[Part of a data file]
+++++

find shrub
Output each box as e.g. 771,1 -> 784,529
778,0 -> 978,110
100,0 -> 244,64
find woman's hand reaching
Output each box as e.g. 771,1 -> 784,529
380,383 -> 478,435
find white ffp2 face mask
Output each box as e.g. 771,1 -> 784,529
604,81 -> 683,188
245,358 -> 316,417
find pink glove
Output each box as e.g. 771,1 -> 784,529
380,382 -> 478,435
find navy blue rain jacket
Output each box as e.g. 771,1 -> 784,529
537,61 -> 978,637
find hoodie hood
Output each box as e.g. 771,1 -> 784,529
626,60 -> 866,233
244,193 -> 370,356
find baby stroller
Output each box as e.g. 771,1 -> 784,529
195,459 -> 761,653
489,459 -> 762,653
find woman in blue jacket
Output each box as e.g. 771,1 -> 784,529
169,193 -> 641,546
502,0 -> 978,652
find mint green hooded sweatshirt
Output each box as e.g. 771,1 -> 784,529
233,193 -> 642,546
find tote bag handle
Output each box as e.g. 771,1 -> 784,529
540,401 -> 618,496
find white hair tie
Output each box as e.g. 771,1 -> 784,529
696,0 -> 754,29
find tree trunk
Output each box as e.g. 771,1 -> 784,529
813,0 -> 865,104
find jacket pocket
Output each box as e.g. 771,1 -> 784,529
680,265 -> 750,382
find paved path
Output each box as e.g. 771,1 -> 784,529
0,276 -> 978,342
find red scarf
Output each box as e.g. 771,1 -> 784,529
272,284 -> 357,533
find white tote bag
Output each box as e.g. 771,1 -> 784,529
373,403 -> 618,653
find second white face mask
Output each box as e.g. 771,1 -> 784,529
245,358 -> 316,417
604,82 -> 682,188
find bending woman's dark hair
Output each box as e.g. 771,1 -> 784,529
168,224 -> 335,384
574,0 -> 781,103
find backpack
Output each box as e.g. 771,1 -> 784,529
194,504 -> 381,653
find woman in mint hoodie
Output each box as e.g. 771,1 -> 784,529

+++++

Arrange every line of the entries above as a numbered list, leaving out any blank lines.

__REPLY__.
1. find shrub
2. Output each box as e.g. 771,1 -> 784,529
3. 778,0 -> 978,110
4. 100,0 -> 244,64
5. find woman's hand reaching
6. Output each box as e.g. 771,1 -> 784,529
7. 380,383 -> 478,435
8. find white ffp2 face mask
9. Output each box as e.g. 771,1 -> 784,529
10. 604,81 -> 683,188
11. 245,358 -> 316,417
12. find pink glove
13. Output each box as e.g. 771,1 -> 784,529
14. 380,382 -> 478,435
15. find navy blue rain jacket
16. Output each box as e.g. 771,1 -> 784,529
17. 537,61 -> 978,637
18. find hoodie hood
19. Output each box as e.g. 771,1 -> 784,529
20. 626,60 -> 866,233
21. 244,193 -> 370,356
22. find baby stroller
23. Output each box as e.g. 771,1 -> 784,529
24. 195,459 -> 761,653
25. 489,459 -> 762,653
26. find woman in blue jacket
27. Output each box as e.g. 771,1 -> 784,529
28. 169,193 -> 641,546
29. 502,0 -> 978,652
30. find mint green hooded sweatshirt
31. Output each box as e.g. 771,1 -> 784,529
32. 233,193 -> 642,546
33. find tote bag handle
34. Output each box as e.g. 771,1 -> 784,529
35. 540,401 -> 618,496
36. find white hair tie
37. Output each box as e.g. 771,1 -> 784,529
38. 696,0 -> 754,29
39. find tree trunk
40. Output each box as e.g. 771,1 -> 784,529
41. 813,0 -> 865,104
42. find jacket pocket
43. Output each box as e.g. 771,1 -> 784,529
44. 680,265 -> 750,382
45. find paved path
46. Output each box as e.g. 771,1 -> 784,529
47. 0,276 -> 978,342
48. find red scarf
49. Output each box as e.g. 771,1 -> 784,529
50. 272,284 -> 357,533
51. find white tote bag
52. Output each box as e.g. 771,1 -> 784,529
53. 373,403 -> 618,653
54. find second white face mask
55. Output each box as e.g. 771,1 -> 784,529
56. 245,358 -> 316,417
57. 604,82 -> 682,188
58. find bending woman's dark hair
59. Output each box as e.g. 771,1 -> 784,529
60. 168,224 -> 335,384
61. 574,0 -> 781,103
62. find backpack
63. Output each box as e.g. 771,1 -> 784,529
64. 194,504 -> 381,653
65. find woman in mint hoodie
66. Output each box as e.g. 771,1 -> 784,529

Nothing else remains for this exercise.